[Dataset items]
================

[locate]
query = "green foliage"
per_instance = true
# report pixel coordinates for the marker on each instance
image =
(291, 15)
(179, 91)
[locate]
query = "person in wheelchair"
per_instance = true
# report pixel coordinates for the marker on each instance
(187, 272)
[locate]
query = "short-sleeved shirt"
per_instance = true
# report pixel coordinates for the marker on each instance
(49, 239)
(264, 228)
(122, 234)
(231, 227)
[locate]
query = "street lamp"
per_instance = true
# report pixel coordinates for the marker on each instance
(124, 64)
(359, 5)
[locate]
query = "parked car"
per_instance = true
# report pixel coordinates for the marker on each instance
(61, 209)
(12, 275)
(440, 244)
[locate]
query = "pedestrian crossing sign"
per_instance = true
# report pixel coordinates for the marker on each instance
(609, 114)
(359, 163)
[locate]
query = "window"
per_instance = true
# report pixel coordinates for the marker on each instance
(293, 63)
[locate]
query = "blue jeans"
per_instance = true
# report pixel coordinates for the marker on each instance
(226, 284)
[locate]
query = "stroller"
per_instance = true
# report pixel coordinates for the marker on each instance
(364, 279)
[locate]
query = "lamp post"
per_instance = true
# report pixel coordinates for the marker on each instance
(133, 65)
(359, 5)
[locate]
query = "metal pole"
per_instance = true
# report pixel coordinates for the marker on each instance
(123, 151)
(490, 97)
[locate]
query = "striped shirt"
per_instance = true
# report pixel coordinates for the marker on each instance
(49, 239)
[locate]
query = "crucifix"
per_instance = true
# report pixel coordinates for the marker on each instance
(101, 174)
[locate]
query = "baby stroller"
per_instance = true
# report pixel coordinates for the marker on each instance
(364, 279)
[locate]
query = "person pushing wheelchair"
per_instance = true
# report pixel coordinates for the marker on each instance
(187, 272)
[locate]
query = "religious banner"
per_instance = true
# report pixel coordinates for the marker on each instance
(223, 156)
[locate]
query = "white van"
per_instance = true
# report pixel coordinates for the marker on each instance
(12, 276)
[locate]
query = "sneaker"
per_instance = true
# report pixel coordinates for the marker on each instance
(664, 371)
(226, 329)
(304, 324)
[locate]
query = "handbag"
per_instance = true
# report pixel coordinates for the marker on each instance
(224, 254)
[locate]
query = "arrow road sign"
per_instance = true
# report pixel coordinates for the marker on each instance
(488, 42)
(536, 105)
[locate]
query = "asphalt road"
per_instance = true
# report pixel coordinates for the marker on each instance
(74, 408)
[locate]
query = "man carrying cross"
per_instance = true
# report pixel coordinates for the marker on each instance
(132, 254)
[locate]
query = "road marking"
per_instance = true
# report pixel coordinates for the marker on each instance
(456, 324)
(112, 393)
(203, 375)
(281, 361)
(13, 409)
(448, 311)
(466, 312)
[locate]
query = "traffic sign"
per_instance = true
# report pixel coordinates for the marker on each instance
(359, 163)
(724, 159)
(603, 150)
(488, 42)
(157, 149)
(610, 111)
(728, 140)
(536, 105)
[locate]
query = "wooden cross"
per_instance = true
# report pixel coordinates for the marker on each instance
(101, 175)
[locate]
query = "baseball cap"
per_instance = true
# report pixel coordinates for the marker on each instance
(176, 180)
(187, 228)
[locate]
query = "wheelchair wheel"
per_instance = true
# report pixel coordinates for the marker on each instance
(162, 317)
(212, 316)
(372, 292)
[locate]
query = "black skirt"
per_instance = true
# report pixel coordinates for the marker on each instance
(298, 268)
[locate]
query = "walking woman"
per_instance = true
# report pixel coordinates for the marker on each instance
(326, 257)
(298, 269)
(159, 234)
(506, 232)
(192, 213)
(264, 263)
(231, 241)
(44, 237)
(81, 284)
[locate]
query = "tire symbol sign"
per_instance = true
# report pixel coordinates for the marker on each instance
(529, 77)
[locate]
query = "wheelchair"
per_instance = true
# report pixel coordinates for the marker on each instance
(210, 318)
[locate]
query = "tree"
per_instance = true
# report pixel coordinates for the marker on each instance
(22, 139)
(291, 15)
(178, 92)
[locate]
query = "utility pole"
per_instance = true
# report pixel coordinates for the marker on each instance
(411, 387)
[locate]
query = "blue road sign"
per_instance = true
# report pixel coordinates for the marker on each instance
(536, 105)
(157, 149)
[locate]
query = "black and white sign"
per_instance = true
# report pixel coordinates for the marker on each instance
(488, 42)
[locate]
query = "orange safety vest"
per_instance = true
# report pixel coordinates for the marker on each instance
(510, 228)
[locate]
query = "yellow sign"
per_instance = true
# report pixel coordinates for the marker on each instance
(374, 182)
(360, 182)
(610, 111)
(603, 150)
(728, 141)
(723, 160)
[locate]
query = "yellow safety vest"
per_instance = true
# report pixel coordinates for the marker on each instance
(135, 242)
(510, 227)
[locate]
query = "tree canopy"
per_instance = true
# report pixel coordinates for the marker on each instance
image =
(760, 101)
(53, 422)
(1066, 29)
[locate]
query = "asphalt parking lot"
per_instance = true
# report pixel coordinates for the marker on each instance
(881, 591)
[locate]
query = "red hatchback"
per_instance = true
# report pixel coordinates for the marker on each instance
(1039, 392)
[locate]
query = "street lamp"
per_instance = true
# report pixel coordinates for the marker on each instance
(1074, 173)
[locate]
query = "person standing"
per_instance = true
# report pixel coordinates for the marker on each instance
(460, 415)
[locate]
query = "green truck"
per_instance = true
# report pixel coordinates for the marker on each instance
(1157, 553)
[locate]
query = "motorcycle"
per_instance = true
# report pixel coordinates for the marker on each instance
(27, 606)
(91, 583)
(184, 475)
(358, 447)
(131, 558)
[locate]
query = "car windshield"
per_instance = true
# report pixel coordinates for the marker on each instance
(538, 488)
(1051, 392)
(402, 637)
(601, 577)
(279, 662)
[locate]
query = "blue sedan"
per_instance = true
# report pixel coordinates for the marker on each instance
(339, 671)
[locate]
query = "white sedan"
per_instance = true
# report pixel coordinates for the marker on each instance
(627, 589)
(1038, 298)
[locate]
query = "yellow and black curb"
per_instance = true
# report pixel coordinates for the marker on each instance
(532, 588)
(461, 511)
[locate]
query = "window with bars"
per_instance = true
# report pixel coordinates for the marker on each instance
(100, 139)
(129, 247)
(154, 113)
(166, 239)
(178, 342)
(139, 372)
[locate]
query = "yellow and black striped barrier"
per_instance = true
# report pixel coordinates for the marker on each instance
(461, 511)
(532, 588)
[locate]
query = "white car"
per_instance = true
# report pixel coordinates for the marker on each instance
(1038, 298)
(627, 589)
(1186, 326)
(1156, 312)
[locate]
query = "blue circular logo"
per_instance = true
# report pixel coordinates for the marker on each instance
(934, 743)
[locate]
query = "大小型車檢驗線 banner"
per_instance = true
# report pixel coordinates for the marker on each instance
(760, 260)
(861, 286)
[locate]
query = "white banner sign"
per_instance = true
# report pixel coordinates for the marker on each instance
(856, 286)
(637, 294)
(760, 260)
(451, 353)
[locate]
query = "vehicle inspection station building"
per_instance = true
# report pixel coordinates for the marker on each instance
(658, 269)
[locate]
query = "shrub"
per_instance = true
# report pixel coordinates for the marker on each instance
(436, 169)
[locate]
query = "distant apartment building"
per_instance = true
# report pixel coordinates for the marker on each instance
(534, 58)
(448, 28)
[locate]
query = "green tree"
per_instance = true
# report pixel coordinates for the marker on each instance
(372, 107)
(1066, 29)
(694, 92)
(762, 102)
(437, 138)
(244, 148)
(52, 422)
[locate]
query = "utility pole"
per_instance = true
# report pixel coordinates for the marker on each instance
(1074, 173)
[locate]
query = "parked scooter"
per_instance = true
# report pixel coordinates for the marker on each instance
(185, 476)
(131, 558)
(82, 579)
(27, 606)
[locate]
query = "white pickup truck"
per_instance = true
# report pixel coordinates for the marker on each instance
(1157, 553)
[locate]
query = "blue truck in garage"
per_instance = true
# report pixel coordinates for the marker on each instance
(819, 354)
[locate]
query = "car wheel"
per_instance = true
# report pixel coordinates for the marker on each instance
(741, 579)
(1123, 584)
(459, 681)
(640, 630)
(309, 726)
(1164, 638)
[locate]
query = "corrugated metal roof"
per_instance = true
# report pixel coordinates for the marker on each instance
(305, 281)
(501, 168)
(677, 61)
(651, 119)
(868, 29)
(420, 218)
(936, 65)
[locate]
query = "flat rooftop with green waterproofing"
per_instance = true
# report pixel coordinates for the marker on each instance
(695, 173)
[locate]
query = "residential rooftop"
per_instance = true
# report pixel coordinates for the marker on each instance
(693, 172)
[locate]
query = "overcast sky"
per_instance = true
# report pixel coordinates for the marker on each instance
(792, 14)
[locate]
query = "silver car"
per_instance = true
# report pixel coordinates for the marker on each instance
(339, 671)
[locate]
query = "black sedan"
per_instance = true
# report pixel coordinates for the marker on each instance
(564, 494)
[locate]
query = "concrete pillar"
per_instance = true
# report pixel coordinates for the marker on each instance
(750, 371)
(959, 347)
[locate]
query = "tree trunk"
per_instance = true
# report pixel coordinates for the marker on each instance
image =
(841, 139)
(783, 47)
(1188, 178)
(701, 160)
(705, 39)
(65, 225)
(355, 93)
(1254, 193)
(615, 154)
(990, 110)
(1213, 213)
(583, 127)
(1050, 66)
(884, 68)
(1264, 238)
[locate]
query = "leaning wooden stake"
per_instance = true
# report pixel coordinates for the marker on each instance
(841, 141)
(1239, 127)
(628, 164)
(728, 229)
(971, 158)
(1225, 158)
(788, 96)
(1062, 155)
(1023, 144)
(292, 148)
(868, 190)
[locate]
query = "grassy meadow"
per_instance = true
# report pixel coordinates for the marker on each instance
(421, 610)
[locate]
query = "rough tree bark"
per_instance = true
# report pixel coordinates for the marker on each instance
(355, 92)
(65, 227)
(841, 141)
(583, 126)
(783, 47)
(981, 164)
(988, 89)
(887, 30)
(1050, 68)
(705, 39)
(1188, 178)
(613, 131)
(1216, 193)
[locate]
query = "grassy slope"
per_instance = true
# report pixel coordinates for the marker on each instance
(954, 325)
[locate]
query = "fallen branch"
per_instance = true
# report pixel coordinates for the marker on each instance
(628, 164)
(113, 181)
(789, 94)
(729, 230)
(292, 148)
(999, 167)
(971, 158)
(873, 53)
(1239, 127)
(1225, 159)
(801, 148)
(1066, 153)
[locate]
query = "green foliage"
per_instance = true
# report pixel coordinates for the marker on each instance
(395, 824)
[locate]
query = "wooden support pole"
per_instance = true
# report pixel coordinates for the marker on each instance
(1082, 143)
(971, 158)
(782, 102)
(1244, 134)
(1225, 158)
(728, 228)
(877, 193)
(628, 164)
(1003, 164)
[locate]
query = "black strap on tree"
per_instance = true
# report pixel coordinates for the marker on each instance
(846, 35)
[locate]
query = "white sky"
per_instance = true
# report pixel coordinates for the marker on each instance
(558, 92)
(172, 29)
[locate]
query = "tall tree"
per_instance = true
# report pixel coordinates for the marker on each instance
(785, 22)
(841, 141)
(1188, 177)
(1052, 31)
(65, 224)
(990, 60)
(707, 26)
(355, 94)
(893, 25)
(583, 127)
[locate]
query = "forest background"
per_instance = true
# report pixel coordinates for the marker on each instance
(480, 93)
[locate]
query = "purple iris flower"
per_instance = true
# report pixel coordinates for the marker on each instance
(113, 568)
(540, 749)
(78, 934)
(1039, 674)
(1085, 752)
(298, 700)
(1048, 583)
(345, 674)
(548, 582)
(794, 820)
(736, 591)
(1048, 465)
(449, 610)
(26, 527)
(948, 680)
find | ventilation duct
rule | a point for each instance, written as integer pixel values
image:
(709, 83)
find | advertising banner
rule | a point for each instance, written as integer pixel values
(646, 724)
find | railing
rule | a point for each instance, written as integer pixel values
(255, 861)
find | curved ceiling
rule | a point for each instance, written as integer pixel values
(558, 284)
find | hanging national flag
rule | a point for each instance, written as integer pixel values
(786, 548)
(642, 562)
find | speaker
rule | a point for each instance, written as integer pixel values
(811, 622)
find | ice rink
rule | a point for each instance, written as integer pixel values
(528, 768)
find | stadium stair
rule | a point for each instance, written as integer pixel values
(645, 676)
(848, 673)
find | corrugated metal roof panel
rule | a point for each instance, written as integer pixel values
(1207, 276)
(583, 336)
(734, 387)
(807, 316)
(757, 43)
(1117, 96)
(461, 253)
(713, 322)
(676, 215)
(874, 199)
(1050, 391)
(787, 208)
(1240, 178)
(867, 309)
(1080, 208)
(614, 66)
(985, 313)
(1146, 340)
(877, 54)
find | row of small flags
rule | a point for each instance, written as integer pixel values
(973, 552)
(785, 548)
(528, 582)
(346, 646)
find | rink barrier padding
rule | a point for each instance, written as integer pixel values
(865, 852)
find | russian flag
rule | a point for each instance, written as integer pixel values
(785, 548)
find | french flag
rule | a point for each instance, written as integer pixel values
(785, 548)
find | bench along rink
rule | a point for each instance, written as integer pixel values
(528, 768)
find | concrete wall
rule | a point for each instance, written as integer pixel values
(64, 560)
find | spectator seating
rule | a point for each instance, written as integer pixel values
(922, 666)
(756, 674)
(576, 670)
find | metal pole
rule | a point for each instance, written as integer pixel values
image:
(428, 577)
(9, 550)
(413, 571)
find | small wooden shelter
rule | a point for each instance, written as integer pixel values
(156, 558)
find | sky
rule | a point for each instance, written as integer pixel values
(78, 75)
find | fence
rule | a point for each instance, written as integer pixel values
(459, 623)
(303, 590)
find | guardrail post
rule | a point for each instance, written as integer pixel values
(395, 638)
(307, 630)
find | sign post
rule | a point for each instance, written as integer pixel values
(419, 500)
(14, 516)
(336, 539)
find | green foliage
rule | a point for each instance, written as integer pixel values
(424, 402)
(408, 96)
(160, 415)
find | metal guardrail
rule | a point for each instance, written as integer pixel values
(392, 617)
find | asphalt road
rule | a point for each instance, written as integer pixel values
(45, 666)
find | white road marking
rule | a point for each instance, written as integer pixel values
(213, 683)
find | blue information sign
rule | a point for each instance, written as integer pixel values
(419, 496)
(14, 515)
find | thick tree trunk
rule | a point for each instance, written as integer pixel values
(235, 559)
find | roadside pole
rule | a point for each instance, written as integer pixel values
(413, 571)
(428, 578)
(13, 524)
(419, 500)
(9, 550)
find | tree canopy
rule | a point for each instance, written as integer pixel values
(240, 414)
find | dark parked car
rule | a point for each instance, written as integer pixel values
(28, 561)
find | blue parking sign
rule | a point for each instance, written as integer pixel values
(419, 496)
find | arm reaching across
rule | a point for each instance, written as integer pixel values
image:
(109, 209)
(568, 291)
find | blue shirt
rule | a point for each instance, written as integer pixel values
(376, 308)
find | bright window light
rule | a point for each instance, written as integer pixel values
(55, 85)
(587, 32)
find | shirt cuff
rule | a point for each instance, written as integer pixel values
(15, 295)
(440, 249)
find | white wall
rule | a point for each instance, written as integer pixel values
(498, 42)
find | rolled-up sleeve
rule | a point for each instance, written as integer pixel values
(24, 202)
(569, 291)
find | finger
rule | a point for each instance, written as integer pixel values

================

- [TASK INSTRUCTIONS] Copy every line of the entries above in which "sign" occurs.

- [EXERCISE RESPONSE]
query = "pedestrian crossing sign"
query = "arrow road sign"
query = "traffic sign"
query = "tire symbol sign"
query = "blue road sign"
query = "black and white sign"
query = "yellow sign"
query = "white banner sign"
find | sign post
find | blue information sign
find | blue parking sign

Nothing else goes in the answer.